Instruction >>
Reproduce word for word the stretch of items from the line containing "In this photo, where can the parked" through the end of the items.

Point annotation dataset items:
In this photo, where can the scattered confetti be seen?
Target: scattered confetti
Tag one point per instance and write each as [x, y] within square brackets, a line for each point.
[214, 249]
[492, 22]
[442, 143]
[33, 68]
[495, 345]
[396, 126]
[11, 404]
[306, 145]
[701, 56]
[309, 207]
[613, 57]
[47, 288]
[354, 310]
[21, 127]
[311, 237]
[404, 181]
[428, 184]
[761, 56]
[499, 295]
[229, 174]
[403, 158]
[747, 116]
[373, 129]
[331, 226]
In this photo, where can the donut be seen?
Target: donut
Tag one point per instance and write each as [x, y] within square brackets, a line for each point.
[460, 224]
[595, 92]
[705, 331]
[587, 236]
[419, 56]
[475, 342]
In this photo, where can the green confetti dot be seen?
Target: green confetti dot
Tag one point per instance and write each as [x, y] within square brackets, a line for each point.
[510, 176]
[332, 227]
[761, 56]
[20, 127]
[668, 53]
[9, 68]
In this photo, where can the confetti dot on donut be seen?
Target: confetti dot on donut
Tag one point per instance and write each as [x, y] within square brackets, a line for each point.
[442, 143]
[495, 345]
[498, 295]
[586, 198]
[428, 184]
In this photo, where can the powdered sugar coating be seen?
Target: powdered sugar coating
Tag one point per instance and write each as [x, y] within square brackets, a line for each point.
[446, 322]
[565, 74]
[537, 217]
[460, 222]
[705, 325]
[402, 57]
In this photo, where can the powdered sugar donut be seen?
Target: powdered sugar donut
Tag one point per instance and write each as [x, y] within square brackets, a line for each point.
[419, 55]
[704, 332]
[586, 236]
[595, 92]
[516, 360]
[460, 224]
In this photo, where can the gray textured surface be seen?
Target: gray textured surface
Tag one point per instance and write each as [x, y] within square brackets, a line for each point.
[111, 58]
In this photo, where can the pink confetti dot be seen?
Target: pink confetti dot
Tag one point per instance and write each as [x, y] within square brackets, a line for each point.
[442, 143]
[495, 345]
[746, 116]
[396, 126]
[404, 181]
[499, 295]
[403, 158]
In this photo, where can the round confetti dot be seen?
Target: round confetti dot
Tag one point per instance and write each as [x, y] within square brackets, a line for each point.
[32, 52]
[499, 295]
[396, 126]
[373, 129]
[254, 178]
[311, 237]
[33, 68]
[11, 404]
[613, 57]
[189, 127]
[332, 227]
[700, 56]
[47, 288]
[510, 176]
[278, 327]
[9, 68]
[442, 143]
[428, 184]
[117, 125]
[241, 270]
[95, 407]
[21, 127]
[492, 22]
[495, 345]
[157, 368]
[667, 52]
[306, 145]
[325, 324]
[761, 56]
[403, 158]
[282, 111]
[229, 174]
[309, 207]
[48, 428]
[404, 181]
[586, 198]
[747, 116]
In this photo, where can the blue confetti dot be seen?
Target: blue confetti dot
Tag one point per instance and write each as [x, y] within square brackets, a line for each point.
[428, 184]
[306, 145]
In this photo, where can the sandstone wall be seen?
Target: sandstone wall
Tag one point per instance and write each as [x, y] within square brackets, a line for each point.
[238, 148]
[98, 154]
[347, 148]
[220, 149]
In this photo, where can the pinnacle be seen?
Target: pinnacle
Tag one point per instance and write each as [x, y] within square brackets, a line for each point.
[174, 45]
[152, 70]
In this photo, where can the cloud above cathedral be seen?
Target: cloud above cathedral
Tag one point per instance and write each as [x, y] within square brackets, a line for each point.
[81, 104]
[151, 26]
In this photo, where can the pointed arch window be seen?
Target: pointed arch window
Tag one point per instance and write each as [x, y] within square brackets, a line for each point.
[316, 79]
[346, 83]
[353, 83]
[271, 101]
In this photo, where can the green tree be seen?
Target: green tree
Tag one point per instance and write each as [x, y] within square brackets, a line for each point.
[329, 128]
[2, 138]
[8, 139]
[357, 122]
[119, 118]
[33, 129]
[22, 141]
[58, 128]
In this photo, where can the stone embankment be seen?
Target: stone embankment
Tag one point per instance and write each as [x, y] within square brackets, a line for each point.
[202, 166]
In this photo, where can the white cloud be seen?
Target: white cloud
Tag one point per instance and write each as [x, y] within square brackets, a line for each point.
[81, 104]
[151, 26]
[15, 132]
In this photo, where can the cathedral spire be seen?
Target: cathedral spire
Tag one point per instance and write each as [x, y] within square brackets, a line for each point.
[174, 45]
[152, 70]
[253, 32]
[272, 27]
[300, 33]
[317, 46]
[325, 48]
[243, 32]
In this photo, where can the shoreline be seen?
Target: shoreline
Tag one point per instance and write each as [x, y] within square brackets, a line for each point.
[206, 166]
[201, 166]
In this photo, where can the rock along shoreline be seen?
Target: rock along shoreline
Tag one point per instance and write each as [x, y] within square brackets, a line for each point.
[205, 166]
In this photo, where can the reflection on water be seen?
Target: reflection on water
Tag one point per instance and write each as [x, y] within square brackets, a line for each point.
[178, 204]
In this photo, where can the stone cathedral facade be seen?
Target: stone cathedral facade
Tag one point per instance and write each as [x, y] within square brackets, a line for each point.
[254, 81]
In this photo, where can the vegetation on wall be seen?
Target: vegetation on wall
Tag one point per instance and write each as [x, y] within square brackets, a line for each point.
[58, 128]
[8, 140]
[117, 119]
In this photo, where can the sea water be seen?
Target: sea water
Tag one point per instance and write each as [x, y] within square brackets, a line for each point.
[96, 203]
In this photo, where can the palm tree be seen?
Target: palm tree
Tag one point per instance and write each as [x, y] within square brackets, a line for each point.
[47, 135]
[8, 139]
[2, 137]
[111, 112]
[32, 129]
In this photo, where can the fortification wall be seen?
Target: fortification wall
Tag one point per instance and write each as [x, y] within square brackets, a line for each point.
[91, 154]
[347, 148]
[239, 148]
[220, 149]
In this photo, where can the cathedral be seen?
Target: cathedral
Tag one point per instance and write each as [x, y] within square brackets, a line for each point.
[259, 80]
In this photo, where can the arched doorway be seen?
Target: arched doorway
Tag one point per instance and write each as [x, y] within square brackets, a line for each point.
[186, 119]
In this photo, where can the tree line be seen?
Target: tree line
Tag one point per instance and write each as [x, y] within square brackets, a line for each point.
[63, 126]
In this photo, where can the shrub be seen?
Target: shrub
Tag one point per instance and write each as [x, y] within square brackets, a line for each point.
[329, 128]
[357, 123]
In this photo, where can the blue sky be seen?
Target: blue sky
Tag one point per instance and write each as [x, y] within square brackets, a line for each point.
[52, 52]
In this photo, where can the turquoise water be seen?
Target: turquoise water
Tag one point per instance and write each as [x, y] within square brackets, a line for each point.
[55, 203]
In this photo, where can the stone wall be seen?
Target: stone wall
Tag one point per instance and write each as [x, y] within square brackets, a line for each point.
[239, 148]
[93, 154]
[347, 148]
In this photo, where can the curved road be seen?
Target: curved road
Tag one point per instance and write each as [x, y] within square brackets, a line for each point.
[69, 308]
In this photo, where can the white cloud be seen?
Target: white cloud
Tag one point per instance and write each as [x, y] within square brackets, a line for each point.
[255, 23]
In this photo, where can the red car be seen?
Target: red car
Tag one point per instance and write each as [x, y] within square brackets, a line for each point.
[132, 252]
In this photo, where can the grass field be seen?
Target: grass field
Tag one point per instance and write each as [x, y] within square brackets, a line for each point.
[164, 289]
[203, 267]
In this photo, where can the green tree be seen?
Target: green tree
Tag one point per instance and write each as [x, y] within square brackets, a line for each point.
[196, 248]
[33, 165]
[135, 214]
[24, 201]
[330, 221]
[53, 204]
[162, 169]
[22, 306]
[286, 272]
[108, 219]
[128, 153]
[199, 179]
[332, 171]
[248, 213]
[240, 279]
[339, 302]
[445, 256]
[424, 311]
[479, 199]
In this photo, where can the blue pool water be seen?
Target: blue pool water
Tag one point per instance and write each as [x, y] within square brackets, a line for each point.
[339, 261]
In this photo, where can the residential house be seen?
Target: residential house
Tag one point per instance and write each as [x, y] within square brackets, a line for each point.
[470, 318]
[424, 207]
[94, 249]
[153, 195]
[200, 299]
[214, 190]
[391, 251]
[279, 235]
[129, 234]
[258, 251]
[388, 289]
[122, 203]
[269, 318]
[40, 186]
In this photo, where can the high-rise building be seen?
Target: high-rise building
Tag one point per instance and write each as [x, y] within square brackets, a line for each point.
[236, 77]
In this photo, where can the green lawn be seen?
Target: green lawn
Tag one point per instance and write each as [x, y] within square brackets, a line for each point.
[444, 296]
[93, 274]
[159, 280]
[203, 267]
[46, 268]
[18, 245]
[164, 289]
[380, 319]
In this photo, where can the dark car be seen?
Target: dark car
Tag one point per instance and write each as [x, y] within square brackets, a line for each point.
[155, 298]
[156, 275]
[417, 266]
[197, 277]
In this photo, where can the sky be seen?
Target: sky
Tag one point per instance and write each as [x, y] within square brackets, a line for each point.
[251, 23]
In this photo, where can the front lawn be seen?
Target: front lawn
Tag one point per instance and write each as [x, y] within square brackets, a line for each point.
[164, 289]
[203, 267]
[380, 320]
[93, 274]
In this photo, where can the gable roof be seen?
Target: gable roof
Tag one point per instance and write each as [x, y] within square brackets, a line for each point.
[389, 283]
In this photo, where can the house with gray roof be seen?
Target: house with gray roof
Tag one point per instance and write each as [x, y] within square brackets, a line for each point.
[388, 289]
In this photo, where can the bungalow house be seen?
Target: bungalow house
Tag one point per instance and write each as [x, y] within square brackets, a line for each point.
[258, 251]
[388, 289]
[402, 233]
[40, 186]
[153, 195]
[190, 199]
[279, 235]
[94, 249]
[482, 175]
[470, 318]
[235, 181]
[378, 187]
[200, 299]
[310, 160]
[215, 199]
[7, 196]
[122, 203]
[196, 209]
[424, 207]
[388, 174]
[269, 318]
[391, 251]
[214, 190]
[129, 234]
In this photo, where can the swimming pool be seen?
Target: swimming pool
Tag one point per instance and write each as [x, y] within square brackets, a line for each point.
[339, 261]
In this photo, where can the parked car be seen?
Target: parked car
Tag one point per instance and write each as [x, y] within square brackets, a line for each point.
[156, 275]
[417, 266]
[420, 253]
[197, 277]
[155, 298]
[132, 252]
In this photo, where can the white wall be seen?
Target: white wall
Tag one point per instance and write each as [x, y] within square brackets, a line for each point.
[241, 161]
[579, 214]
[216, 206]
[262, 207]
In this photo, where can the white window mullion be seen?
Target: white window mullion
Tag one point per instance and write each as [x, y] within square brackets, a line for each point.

Final result >>
In this photo, where can the parked car be seen?
Target: parked car
Tag one point per instance and write each as [x, y] within square brackets, a line for each point.
[156, 275]
[417, 266]
[420, 253]
[197, 277]
[155, 298]
[132, 252]
In this photo, where can the white wall be seen?
Target: white wall
Tag one point per instance and write each as [x, y] within square brackets, a line for each point.
[241, 161]
[579, 214]
[216, 206]
[262, 207]
In this photo, where can the white window mullion be seen?
Target: white window mullion
Tag one point per instance and write each as [x, y] within square brackets, a line for each point.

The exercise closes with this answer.